Region annotation items
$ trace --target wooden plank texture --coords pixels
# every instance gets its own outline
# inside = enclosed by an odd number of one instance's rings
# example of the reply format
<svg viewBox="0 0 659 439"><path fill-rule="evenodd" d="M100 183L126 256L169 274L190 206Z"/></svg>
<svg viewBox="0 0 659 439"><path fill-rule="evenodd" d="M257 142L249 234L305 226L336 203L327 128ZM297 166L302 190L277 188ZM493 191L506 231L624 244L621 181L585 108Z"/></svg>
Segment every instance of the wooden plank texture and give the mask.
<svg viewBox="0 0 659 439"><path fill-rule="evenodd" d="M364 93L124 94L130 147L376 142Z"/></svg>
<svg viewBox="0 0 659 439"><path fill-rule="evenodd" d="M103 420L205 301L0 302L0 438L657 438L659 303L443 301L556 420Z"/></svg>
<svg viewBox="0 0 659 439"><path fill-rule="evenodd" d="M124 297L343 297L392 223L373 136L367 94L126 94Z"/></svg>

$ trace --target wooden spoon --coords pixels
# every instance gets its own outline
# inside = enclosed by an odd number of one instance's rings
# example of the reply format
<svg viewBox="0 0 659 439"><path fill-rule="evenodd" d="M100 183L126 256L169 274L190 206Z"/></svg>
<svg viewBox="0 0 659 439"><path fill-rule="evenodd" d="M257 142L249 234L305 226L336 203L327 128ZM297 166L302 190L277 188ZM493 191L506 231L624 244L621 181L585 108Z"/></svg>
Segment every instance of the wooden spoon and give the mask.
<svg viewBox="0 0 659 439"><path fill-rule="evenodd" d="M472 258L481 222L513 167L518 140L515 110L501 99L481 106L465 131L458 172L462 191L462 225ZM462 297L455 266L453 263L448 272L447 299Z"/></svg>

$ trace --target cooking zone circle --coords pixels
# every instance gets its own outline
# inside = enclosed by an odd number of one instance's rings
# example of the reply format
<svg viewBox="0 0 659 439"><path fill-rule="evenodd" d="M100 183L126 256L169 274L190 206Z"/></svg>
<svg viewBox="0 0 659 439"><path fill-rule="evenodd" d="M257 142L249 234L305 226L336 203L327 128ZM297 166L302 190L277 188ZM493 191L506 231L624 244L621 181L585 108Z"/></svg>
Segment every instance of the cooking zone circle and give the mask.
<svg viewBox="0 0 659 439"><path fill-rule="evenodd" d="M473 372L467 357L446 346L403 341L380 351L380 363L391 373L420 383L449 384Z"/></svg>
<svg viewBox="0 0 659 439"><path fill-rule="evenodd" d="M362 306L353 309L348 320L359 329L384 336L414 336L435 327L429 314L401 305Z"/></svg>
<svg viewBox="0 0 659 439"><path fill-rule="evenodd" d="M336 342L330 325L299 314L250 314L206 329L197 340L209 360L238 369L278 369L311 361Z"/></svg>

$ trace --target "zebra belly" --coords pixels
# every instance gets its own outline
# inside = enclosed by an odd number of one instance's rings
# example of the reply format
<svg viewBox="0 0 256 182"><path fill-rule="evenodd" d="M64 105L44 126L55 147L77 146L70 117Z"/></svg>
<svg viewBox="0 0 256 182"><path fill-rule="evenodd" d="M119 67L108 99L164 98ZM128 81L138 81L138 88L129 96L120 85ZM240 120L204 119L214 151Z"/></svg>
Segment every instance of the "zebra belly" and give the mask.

WHAT YOU HAVE TO DO: Could you reproduce every line of the data above verbatim, with nothing altered, added, or left out?

TASK OUTPUT:
$ trace --target wooden plank texture --coords pixels
# every instance gets its own outline
# inside = enclosed by an odd number of one instance's rings
# example of the reply format
<svg viewBox="0 0 659 439"><path fill-rule="evenodd" d="M100 183L126 256L169 274L190 206Z"/></svg>
<svg viewBox="0 0 659 439"><path fill-rule="evenodd" d="M257 142L249 234L305 226L336 203L327 128ZM297 166L302 190L277 188ZM493 191L506 231L624 244L621 181L585 108Z"/></svg>
Segment every instance of the wooden plank texture and give the mask.
<svg viewBox="0 0 659 439"><path fill-rule="evenodd" d="M364 93L124 94L130 147L376 142Z"/></svg>
<svg viewBox="0 0 659 439"><path fill-rule="evenodd" d="M103 420L205 301L0 302L0 438L657 438L659 303L443 301L556 420Z"/></svg>
<svg viewBox="0 0 659 439"><path fill-rule="evenodd" d="M124 297L343 297L392 223L373 136L367 94L126 94Z"/></svg>

$ trace --target wooden spoon --coords pixels
# every instance gets its own outline
# inside = enclosed by an odd number of one instance's rings
# example of the reply format
<svg viewBox="0 0 659 439"><path fill-rule="evenodd" d="M100 183L126 256L169 274L190 206Z"/></svg>
<svg viewBox="0 0 659 439"><path fill-rule="evenodd" d="M257 142L249 234L305 226L336 203L327 128ZM297 166L302 190L277 188ZM493 191L506 231L624 244L621 181L585 108Z"/></svg>
Segment every instance of the wooden spoon and give the mask.
<svg viewBox="0 0 659 439"><path fill-rule="evenodd" d="M472 258L481 222L513 167L518 140L515 110L501 99L481 106L465 131L458 172L462 191L462 225ZM462 297L455 266L453 263L448 272L447 299Z"/></svg>

$ trace --target cooking zone circle --coords pixels
# every instance gets its own outline
# inside = enclosed by an odd number of one instance's rings
# example of the reply format
<svg viewBox="0 0 659 439"><path fill-rule="evenodd" d="M100 183L126 256L169 274L190 206Z"/></svg>
<svg viewBox="0 0 659 439"><path fill-rule="evenodd" d="M257 142L249 234L305 226L336 203L327 128ZM297 166L302 190L277 188ZM493 191L506 231L624 244L621 181L585 108Z"/></svg>
Segment every instance of the cooking zone circle and give the mask.
<svg viewBox="0 0 659 439"><path fill-rule="evenodd" d="M473 372L467 357L446 346L403 341L380 351L380 363L391 373L420 383L449 384Z"/></svg>
<svg viewBox="0 0 659 439"><path fill-rule="evenodd" d="M362 306L353 309L348 320L359 329L384 336L414 336L435 327L429 314L401 305Z"/></svg>
<svg viewBox="0 0 659 439"><path fill-rule="evenodd" d="M336 342L330 325L299 314L250 314L206 329L197 340L209 360L238 369L278 369L311 361Z"/></svg>

$ trace --target "zebra belly" --coords pixels
# every instance gets its own outline
# inside = enclosed by an odd number of one instance's rings
# example of the reply format
<svg viewBox="0 0 256 182"><path fill-rule="evenodd" d="M64 105L44 126L55 147L77 146L70 117Z"/></svg>
<svg viewBox="0 0 256 182"><path fill-rule="evenodd" d="M119 67L108 99L164 98ZM128 81L138 81L138 88L129 96L120 85ZM240 120L204 119L214 151Z"/></svg>
Segment every instance of the "zebra belly" and give the mask.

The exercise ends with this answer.